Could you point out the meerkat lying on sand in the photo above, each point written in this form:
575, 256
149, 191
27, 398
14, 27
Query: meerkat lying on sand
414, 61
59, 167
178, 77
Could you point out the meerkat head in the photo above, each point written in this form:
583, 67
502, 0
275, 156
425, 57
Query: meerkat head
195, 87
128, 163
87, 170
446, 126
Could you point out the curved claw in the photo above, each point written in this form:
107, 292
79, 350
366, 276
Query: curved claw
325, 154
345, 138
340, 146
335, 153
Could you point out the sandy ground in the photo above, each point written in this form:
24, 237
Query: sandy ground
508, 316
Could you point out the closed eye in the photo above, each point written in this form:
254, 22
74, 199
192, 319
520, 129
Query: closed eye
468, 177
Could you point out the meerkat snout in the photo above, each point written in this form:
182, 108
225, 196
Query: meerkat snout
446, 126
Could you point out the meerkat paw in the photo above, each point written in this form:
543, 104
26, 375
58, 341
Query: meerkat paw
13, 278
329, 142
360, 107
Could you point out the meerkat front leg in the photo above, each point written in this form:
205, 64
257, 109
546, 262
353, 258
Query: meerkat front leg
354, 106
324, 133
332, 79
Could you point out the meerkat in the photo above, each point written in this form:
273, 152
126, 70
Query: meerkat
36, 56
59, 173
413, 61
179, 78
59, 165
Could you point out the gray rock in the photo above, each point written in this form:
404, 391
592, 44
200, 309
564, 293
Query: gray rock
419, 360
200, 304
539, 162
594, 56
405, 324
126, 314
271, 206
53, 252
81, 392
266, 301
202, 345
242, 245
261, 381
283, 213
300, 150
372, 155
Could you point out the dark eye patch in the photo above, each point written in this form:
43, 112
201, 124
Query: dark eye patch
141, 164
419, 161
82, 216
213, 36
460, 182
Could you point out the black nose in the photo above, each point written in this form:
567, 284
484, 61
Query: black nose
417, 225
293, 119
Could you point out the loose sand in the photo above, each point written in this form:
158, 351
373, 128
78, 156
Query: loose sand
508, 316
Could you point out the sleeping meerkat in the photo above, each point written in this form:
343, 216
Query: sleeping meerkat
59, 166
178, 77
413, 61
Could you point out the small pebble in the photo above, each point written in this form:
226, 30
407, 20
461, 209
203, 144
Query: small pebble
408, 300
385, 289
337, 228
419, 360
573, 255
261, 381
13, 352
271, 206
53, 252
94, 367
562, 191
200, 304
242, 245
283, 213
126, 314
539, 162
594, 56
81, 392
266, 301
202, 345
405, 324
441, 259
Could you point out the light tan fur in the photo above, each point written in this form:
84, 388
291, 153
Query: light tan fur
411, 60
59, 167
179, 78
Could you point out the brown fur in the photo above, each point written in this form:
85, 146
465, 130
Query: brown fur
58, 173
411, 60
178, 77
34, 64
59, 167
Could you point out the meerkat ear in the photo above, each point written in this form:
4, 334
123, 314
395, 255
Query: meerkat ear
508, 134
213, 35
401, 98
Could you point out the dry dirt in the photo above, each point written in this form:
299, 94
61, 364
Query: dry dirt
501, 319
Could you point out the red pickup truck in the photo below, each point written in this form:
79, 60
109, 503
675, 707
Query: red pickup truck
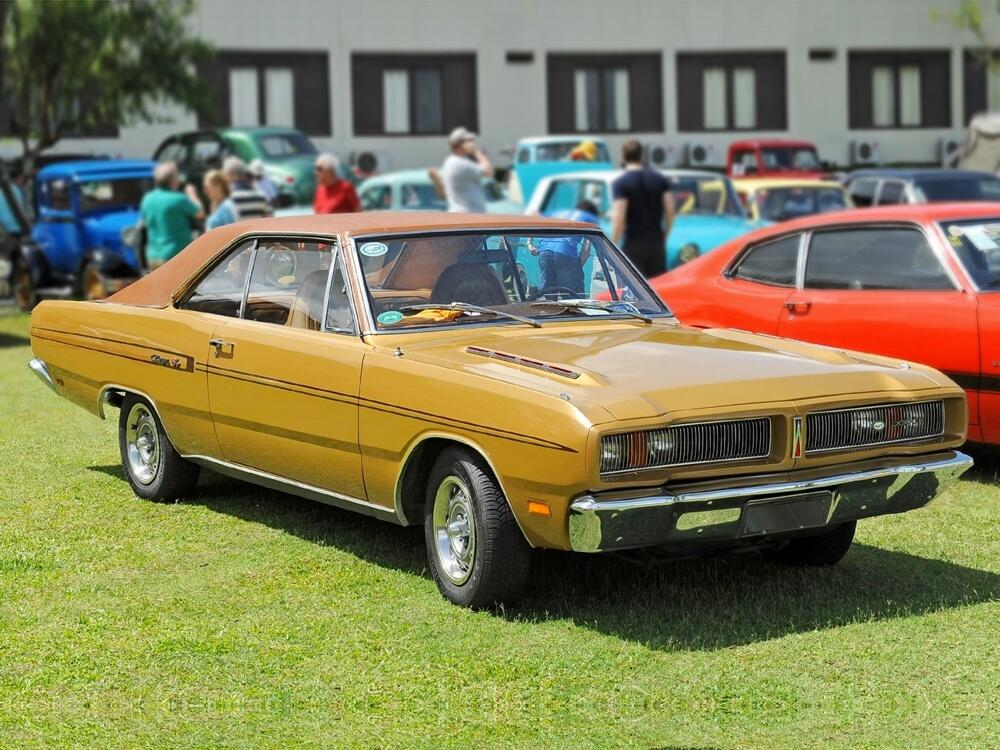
773, 157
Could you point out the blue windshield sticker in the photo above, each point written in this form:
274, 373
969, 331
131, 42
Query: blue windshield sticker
390, 317
374, 249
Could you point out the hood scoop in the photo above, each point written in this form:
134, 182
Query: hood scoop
514, 359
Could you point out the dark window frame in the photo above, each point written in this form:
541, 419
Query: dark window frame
645, 86
454, 65
860, 66
312, 101
771, 96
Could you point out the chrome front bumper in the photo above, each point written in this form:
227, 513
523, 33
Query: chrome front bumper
756, 512
42, 371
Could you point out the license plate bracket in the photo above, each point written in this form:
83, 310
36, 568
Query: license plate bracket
793, 513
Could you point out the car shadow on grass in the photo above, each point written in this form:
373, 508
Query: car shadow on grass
703, 604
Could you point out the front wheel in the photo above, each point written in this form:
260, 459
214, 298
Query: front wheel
478, 556
152, 465
827, 548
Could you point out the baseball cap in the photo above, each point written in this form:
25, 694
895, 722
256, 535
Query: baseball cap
458, 135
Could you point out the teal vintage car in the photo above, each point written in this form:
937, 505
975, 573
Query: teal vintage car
412, 190
709, 212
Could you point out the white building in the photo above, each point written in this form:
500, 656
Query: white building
393, 77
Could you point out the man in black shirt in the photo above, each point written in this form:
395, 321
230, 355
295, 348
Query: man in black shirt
642, 212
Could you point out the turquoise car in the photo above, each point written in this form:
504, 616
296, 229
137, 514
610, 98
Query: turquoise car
708, 211
412, 190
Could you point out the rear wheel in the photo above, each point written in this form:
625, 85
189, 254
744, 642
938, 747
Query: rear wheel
822, 549
25, 293
152, 465
478, 556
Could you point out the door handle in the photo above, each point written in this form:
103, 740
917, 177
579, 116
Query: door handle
221, 344
798, 307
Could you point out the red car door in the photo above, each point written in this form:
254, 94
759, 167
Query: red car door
886, 290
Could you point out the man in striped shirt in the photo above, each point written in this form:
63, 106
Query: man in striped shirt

____________________

The exercise – Rewrite all of the entries with "point out" changed to "mark" each time it occurs, keeping everything else the same. Don't include the pictures in your answer.

Solved problem –
Could you mark the meerkat lying on sand in the photo above, each point written in this form:
575, 256
149, 191
27, 398
14, 27
Query: meerkat lying on sand
414, 61
59, 167
178, 77
Could you mark the meerkat head in the photo above, each point written in this form:
583, 67
502, 0
275, 156
425, 57
Query: meerkat head
195, 87
128, 163
87, 170
446, 126
Could you mark the curved claw in the photo above, each point written in this form:
107, 292
79, 350
366, 276
Query: curved claw
325, 154
345, 138
340, 146
335, 153
Could you mark the sandy ground in the photo above, each point written in this form:
24, 237
Query: sandy ground
508, 316
Could you mark the closed eye in the photo above, each point written in this form:
254, 22
74, 199
192, 319
520, 129
Query: closed eye
468, 177
Could you mark the meerkat snout in the photo above, each point written in this form:
182, 108
225, 196
Query: meerkat snout
446, 126
Could you mark the meerkat paw in the photo above, each point written in this form:
543, 104
26, 375
58, 341
Query: meerkat paw
13, 278
329, 142
360, 107
Could you mark the meerkat front leg in the photo above, each point written in this form:
205, 64
257, 109
546, 262
353, 258
Query: meerkat front leg
354, 106
324, 133
332, 79
Could you mark the meerkat in the photo above, each point written in this form:
273, 152
126, 70
Query: meerkat
36, 56
59, 173
413, 61
179, 78
59, 165
Could you mark the gray rock in the photo above, each point written in this form:
404, 391
592, 44
200, 309
564, 293
Query: gray rock
419, 360
200, 304
539, 162
594, 56
405, 324
126, 314
271, 206
53, 252
81, 392
266, 301
202, 345
242, 245
261, 381
283, 213
300, 150
372, 155
Could you mark the dark eye patch in the photo above, each point written in this form:
43, 112
201, 124
Query: dark eye patch
141, 164
419, 161
82, 216
213, 36
460, 182
Could you mark the black nose in the photo above, each point written in this form:
567, 284
484, 61
Query: black nose
417, 225
293, 119
Could you mark the loose sand in the photo above, each point written in this form:
158, 351
373, 128
78, 156
Query: loose sand
508, 316
Could you mark the sleeping meerkat in the photo above, each point written in this form:
343, 216
Query: sleeping meerkat
59, 166
178, 77
413, 61
Could you mark the small pebble in the photo above, each point written in this form:
226, 30
407, 20
461, 209
203, 144
Query: small pebble
408, 300
385, 289
337, 228
419, 360
573, 255
261, 381
13, 352
271, 206
53, 252
94, 367
562, 191
200, 304
242, 245
283, 213
126, 314
539, 162
594, 56
81, 392
266, 301
202, 345
405, 324
441, 259
Could you mark the light tan fur in the photo above, each point written in this form:
84, 388
291, 153
Query: light tan fur
411, 60
59, 167
179, 78
Could you mark the brown fur in the photo above, each point written in this form:
85, 146
465, 130
Query: brown fur
58, 173
411, 60
178, 77
34, 64
59, 167
Could you mark the meerkat ear in the photo above, each point written in this form:
4, 334
123, 314
395, 255
Query: meerkat ear
508, 134
213, 35
401, 98
Could you mark the dry dirt in the photo above, each point written in this form:
299, 94
61, 364
Query: dry dirt
501, 319
Could you mark the red pickup truck in the photo below, each point written in this form:
79, 60
109, 503
675, 707
Query: red pickup truck
773, 157
Could you mark the blue windshield sticker in the photo above, each point written in this form:
274, 373
969, 331
131, 42
Query: blue windshield sticker
390, 317
374, 249
Could you mark the hood scoop in the photo above, each point written in this form:
134, 182
Query: hood scoop
514, 359
Could you mark the dark window frame in the photo above, each point written in this form:
541, 419
Query: dark window frame
645, 86
454, 65
860, 66
312, 101
771, 96
Could you mark the chrome front bumper in the photo above, each point written in this form:
227, 513
523, 33
Query: chrome front bumper
756, 512
42, 371
Could you mark the license plate bracket in the photo above, each point written in this form:
83, 310
36, 568
Query: license plate bracket
793, 513
Could you mark the car shadow on grass in the photo above, each point written in this form:
373, 508
Query: car shadow on grass
703, 604
Could you mark the front wheel in the photo above, each point written in this form:
260, 459
214, 298
Query: front wheel
478, 556
152, 465
827, 548
Could you mark the baseball cap in the photo above, each point written in this form:
25, 694
895, 722
256, 535
Query: baseball cap
458, 135
Could you mark the teal vintage car in the photo above, each point written in this form:
937, 505
975, 573
Query: teal vintage car
412, 190
709, 212
Could you mark the white building in the photo above, each point written in this form:
500, 656
Query: white building
393, 77
Could you mark the man in black shirt in the photo above, each point written in this form:
395, 321
230, 355
295, 348
Query: man in black shirt
642, 212
Could you mark the turquoise car in the photo above, each point written in this form:
504, 616
296, 229
137, 514
610, 98
Query: turquoise car
708, 211
412, 190
Could you mark the rear wheel in the photo above, each point written in this form:
625, 85
189, 254
744, 642
938, 747
Query: rear wheel
822, 549
25, 293
152, 465
478, 556
Could you mark the door handle in the photo above, each point written in this form:
103, 740
917, 177
579, 116
Query: door handle
221, 344
798, 307
Could you mark the red car door in the photo above, each point written in this form:
254, 94
759, 167
Query: red car door
886, 290
Could you mark the man in striped shirt in the photo above, each point written in this form:
63, 106
Query: man in striped shirt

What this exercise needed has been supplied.